» **Page extract**
········

By the end of the study, 105 patients were recruited, out of which 36 presented cutaneous melanoma. Despite being a smaller sample than the goal (200 subjects), we managed to increase the ratio of cutaneous melanoma subjects originally planned (from 20% to 34.29%), which provides a better understanding of model performance on melanoma detection. By extending the study, we achieved the goal of including more skin lesions (nevi, haemangioma, basal cell carcinoma and dermatofibroma, among others) to account for typical cases in everyday clinical practice.
Initiation Date
The date of inclusion of the first subject was September 17th, 2020.
Completion Date
The last subject of the initial sample of 40 participants was included on March 24, 2021. The study was closed on November 13, 2023, after recruiting 105 participants.
Duration
This study had a recruitment period of 7 months for the inclusion of the first 40 patients. The recruitment period was extended for the inclusion of up to 200 patients, to include at least 40 cases of melanoma (20% of the sample).
The total duration of the study was 38 months, including the time required after the recruitment of the last subject for closing and editing the database, data analysis and preparation of the final study report. The study was finally closed with 105 subjects, close to the expected number of melanoma cases (36) and surpassing the desired ratio (>20%).
Methods
All the skin lesions were photographed following these technical indications:
- Uncompressed image formats, such as PNG, HEIC or TIFF.

········

» **Data items**
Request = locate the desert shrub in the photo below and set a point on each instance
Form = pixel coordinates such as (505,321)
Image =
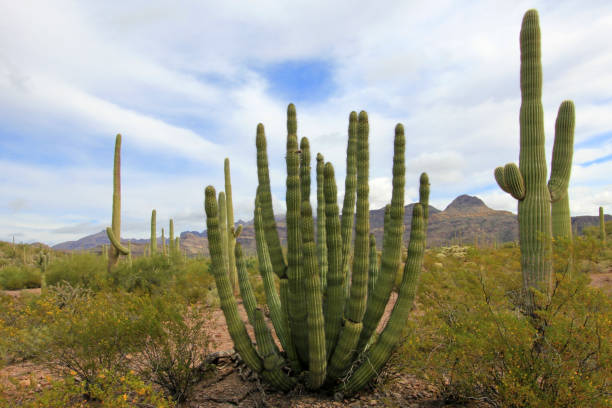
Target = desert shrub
(159,274)
(172,353)
(109,391)
(23,324)
(474,343)
(14,277)
(81,269)
(92,334)
(194,282)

········

» **Questions**
1. According to the melanoma study excerpt, on what date was the first subject included?
2. Proceed with the melanoma study excerpt, starting after its final line.
The data items have no connection to the text about the melanoma study.

» **Answer set**
1. September 17th, 2020.

2.
- Taken with the DermLite Foto X dermatoscope of the 3Gen Inc.
- Taken from a smartphone with the following characteristics:
- With a camera with a minimum resolution of not less than 13 megapixels.
- Taken with one of the following models:
- Google Pixel 3 and Google Pixel 3 XL.
- Samsung Galaxy Note 10, Samsung Galaxy S10, Samsung Galaxy S10E
- iPhone X and below
- Disabling all image post-processing, such as HDR, portrait mode, colour filters or digital zoom.
Every month, the research team collected the images and verified their correctness. If any image was not of sufficient quality, the investigator repeated the photograph. The research team also collected diagnostic data from expert dermatologists.
Due to the expected variability in image acquisition settings, all images required a preprocessing step to enhance consistency. This involved cropping the areas of interest that contained the skin lesions essential for analysis. Cropping was crucial to minimize noise, such as background elements and any non-skin structures. Once cropped, the images were processed by the device. This study's analysis included this crucial preprocessing step. For more details, refer to the section Subject and Investigational Product Management.
To ensure stable predictions from the device, all the images underwent test-time augmentation (TTA), as detailed in Legit.Health Plus description and specifications
.
Finally, the output predictions were compared to the gold standard to obtain performance metrics: AUC, precision, sensitivity, specificity, and accuracy. Except for AUC, all other metrics were calculated in their top-1, top-3, and top-5 variants (i.e., prediction is successful when the correct class is within the top K predictions). The gold standard was the pathological anatomy results for the biopsied cases and the clinical diagnosis of expert dermatologists for the non-biopsied lesions.
Results
The performance of the device on melanoma detection is excellent when considering the AUC score, indicating a high level of accuracy in distinguishing between melanoma and non-melanoma cases. However, when it comes to predicting malignancy in a broader sense (not just limited to melanoma), the performance is generally reliable, although not as precise or accurate as it is for melanoma detection.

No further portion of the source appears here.